* _Written task_
Give exactly the lines from the one with "of the vanilla" through the final line of the listing below, both included, leaving out any pictures.

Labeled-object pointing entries
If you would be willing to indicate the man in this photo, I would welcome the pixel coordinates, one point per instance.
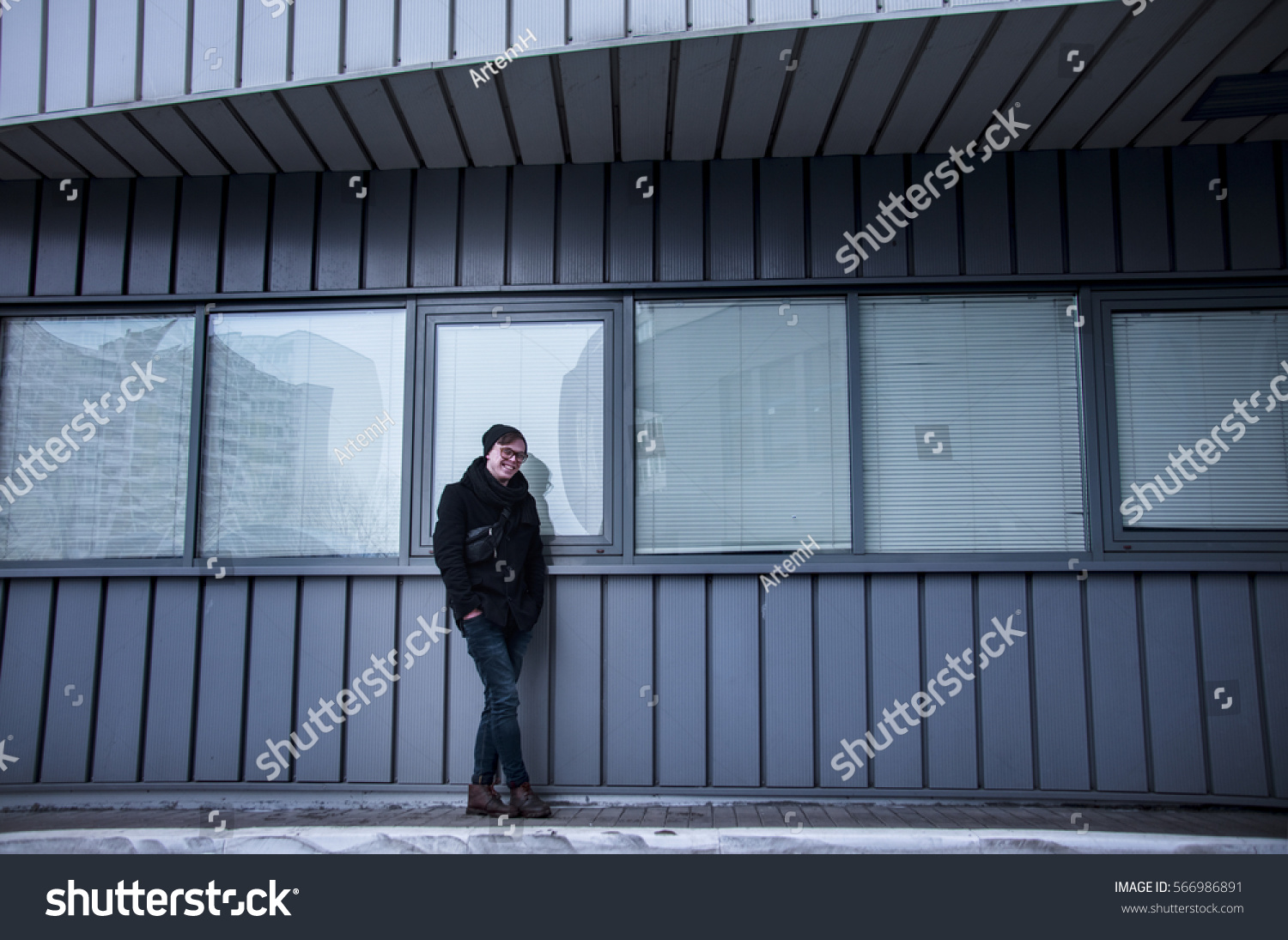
(496, 602)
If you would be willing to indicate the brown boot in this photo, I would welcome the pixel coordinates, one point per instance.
(484, 801)
(525, 803)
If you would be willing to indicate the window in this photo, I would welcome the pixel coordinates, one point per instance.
(97, 411)
(971, 424)
(742, 437)
(548, 380)
(1202, 442)
(301, 446)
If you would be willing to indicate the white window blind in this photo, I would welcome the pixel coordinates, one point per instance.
(123, 491)
(301, 448)
(546, 380)
(1177, 378)
(971, 424)
(741, 425)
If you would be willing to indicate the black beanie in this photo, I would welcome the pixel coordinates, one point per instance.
(495, 433)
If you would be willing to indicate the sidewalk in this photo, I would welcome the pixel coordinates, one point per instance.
(652, 827)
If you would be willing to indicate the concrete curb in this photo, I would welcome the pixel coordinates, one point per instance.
(538, 840)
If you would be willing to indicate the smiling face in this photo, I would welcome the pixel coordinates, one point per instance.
(504, 466)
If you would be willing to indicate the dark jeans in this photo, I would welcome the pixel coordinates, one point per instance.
(499, 656)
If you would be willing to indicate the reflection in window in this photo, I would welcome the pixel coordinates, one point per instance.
(741, 427)
(95, 460)
(546, 380)
(301, 448)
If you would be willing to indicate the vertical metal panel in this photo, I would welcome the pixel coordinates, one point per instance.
(17, 224)
(657, 15)
(422, 33)
(118, 720)
(831, 213)
(581, 224)
(275, 129)
(214, 45)
(987, 219)
(264, 44)
(532, 227)
(629, 682)
(172, 675)
(246, 233)
(531, 90)
(1038, 227)
(788, 682)
(1172, 684)
(643, 76)
(756, 90)
(434, 252)
(878, 178)
(216, 747)
(339, 233)
(1091, 211)
(587, 90)
(22, 61)
(478, 111)
(934, 231)
(1143, 209)
(71, 682)
(734, 670)
(700, 97)
(316, 51)
(886, 52)
(595, 20)
(1117, 721)
(711, 15)
(896, 671)
(368, 742)
(464, 707)
(1195, 210)
(67, 56)
(58, 244)
(682, 682)
(368, 35)
(196, 258)
(483, 227)
(841, 670)
(630, 234)
(152, 236)
(680, 219)
(1005, 719)
(1272, 600)
(106, 223)
(1059, 682)
(422, 689)
(165, 49)
(576, 669)
(22, 672)
(422, 106)
(952, 760)
(319, 672)
(1254, 228)
(373, 115)
(816, 85)
(731, 221)
(270, 675)
(479, 28)
(291, 254)
(782, 218)
(543, 18)
(1236, 749)
(388, 229)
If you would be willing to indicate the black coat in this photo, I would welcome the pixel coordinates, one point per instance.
(483, 584)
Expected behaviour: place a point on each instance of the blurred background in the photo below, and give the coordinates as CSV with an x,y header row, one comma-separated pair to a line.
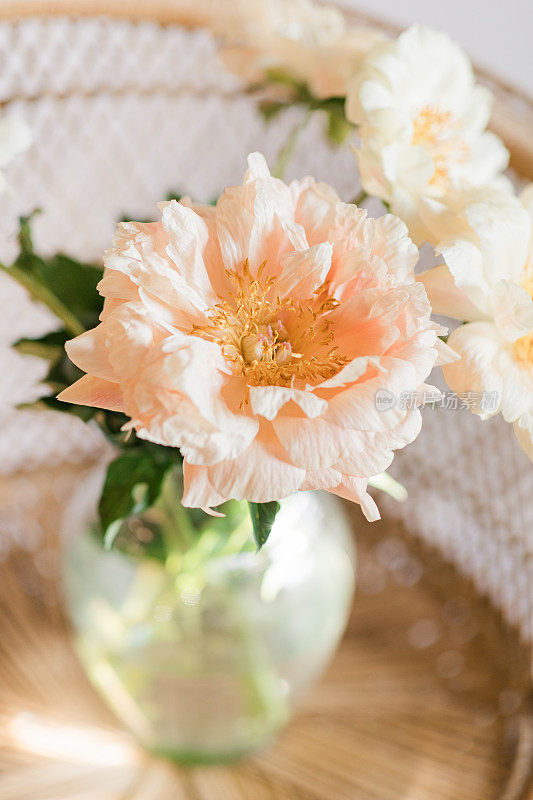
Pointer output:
x,y
496,35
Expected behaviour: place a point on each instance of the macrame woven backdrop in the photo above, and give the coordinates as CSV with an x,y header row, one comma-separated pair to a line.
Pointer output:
x,y
122,113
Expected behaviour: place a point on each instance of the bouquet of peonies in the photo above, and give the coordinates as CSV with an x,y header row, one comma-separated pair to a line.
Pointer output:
x,y
247,341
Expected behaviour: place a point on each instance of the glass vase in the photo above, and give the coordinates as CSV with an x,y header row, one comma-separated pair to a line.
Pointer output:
x,y
200,644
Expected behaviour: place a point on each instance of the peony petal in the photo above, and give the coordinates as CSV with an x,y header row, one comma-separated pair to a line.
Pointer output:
x,y
303,272
197,491
354,489
89,353
445,296
513,310
261,474
90,391
268,400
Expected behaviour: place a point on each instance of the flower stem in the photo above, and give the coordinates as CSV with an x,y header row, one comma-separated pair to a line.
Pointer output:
x,y
359,198
288,148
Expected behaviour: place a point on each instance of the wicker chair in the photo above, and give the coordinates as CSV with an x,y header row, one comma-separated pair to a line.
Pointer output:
x,y
429,696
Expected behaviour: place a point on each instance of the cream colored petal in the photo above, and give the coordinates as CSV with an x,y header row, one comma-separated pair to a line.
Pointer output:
x,y
267,401
513,310
197,491
445,296
90,391
89,353
261,474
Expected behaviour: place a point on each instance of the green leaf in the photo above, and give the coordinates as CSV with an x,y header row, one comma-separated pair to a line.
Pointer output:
x,y
132,485
263,516
270,109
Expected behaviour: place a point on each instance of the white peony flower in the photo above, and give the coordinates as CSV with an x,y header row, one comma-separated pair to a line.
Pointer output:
x,y
486,239
422,123
311,43
15,137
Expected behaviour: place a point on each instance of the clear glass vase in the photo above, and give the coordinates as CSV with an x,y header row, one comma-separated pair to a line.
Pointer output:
x,y
202,654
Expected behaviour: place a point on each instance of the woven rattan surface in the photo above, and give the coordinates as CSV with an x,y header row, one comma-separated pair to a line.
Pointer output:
x,y
426,699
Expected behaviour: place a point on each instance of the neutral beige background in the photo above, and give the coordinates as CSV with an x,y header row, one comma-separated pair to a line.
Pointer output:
x,y
498,34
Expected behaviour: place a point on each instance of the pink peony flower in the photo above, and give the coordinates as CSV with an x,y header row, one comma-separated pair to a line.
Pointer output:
x,y
254,336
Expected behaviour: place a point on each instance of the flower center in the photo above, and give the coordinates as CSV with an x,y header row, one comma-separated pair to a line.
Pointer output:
x,y
438,133
272,340
523,347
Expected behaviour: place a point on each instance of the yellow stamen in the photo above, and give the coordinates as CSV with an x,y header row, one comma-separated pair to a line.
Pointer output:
x,y
270,340
523,347
438,132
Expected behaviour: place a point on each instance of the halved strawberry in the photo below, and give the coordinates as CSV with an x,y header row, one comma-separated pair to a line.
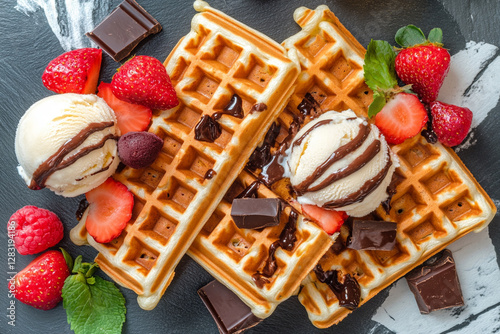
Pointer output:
x,y
401,118
76,71
110,209
329,220
130,117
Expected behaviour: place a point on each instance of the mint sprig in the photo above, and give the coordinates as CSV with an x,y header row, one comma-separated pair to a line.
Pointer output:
x,y
380,74
93,305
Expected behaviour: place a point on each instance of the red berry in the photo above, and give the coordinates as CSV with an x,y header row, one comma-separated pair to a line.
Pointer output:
x,y
35,229
40,283
450,123
130,117
401,118
329,220
75,71
110,209
424,67
144,80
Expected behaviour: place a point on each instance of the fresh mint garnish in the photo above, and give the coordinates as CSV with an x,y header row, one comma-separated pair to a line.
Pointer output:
x,y
93,305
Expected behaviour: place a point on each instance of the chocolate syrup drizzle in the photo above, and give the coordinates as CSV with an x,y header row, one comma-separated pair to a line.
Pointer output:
x,y
55,162
207,129
340,153
286,241
233,108
348,293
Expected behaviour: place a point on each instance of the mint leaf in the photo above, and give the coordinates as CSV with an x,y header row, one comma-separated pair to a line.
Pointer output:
x,y
377,104
410,36
93,308
379,66
436,36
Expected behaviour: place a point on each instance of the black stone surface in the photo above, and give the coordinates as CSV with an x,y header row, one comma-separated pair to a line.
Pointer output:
x,y
28,44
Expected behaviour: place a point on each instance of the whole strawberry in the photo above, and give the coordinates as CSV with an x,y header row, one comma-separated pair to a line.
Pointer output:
x,y
40,283
144,80
450,123
423,63
35,229
75,71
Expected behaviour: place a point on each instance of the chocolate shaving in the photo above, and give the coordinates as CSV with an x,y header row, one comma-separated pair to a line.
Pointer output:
x,y
207,129
348,293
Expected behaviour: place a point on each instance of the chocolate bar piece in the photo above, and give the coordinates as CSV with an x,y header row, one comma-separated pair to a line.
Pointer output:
x,y
372,235
256,212
120,32
435,283
228,311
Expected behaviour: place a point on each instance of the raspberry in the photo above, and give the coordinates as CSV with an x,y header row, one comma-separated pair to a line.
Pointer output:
x,y
36,229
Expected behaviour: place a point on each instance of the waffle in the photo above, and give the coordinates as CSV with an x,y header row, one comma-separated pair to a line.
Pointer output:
x,y
234,266
436,202
177,194
234,255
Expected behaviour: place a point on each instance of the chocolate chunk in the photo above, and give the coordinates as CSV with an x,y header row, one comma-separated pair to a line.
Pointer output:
x,y
234,108
348,293
126,26
139,149
228,311
256,213
372,235
435,283
207,129
82,206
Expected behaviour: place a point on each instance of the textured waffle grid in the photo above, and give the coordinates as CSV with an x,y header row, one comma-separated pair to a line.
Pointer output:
x,y
218,58
437,201
233,255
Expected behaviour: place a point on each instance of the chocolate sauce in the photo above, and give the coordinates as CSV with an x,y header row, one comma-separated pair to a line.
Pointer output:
x,y
258,107
207,129
341,152
348,293
55,162
210,174
309,106
262,155
250,191
233,108
356,165
365,190
286,241
82,206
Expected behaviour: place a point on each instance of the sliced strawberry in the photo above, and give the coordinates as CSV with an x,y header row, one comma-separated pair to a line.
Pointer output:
x,y
110,209
329,220
401,118
130,117
144,80
75,71
450,123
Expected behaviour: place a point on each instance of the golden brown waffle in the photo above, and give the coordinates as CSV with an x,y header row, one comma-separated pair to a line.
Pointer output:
x,y
175,196
233,255
437,202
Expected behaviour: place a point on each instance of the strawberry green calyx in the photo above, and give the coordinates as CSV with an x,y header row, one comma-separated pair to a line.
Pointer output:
x,y
380,74
410,36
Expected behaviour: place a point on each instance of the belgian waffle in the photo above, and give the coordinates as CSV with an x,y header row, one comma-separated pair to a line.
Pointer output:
x,y
177,194
339,86
234,255
436,202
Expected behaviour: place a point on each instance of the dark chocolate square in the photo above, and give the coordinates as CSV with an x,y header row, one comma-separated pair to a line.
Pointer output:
x,y
435,284
120,32
227,309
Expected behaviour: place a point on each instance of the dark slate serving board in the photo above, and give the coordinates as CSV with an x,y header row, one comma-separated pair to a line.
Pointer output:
x,y
27,44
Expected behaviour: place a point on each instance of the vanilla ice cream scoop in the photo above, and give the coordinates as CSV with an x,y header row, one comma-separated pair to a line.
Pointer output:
x,y
341,162
67,143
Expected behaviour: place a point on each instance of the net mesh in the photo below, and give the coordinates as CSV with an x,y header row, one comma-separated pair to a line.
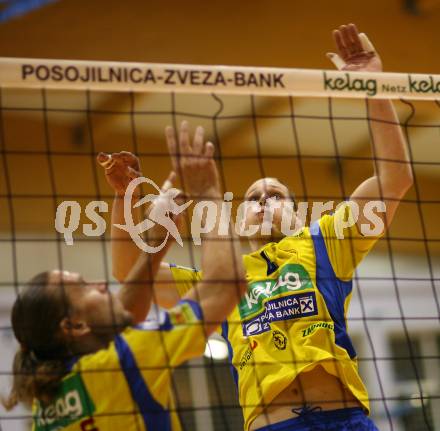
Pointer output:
x,y
319,146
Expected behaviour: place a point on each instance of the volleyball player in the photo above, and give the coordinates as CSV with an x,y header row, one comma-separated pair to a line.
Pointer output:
x,y
84,364
294,363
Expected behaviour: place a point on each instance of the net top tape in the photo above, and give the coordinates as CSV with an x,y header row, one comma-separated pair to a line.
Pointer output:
x,y
154,77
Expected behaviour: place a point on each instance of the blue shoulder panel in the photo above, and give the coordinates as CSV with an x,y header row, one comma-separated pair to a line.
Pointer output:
x,y
333,290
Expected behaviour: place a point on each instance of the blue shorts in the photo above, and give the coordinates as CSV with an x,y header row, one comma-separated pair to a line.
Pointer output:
x,y
353,419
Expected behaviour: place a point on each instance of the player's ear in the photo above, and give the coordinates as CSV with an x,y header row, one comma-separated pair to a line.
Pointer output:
x,y
74,327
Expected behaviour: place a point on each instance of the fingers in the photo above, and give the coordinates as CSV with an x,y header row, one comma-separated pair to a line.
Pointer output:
x,y
133,173
209,150
184,141
343,51
169,182
130,159
172,146
353,35
366,44
106,160
348,41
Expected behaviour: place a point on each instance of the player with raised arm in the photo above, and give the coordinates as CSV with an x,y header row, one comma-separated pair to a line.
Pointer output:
x,y
88,360
301,370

* _Solution_
Expected behaviour: place a point on each instance of the vanilla ice cream scoop in the photo above, and give the coordinates as CSV with an x,y header row, one comma-separated pair to a line.
Pointer output:
x,y
341,162
67,143
Expected behaviour: place a point on each instance of the net mesh in the photo below, and give the coordinates as CSV with an x,y header row, one comma-separated pair to a line.
Pointer output:
x,y
319,146
Expected behaviour: place a point on each instance of the volleyball player in the photo above, and give the coordinates as CSV with an x,y header row, one comma-separated pair to a line.
Pointer output:
x,y
84,364
294,363
Expected behaviour: place a point on each instance of the net top tape in the photo above, and give the coordinates as CSV with an x,y header row, one comma-separated pair to a line.
Pointer output:
x,y
154,77
Expected behaviour: place a point on each instance of the blue shoulder panel in the photo above, and give the coordinates as CSV with an x,y header row, one comma-separated pair to a line.
Pointer output:
x,y
333,290
Expected behaviour: place a point on each instance of the blue shorts in the photo above, and give the coordinates as CSV with an x,y header row, one comma-separated pair to a line.
Pointer output:
x,y
353,419
Expected behaviour: place a point on each instance of the player's ear in the photo above, and give the coordinates as CSV with an x,y header row, one comma-separated pair to a line.
Pointer output:
x,y
74,327
Expected behaviour: place a point on each instance of the fingers in the photo above, and give the coordinates as CSV with an x,y header row, one comma-separated pair to a line.
Pointer output:
x,y
133,173
209,150
184,141
343,51
169,182
130,159
172,146
353,35
366,44
106,160
348,41
Expected behaviour: place a point on each instance of the player with raised arm in the photo above, and give the coordinates as CSV with an x,y header row, one comma-separated pair to a line.
Pointer output:
x,y
88,360
301,370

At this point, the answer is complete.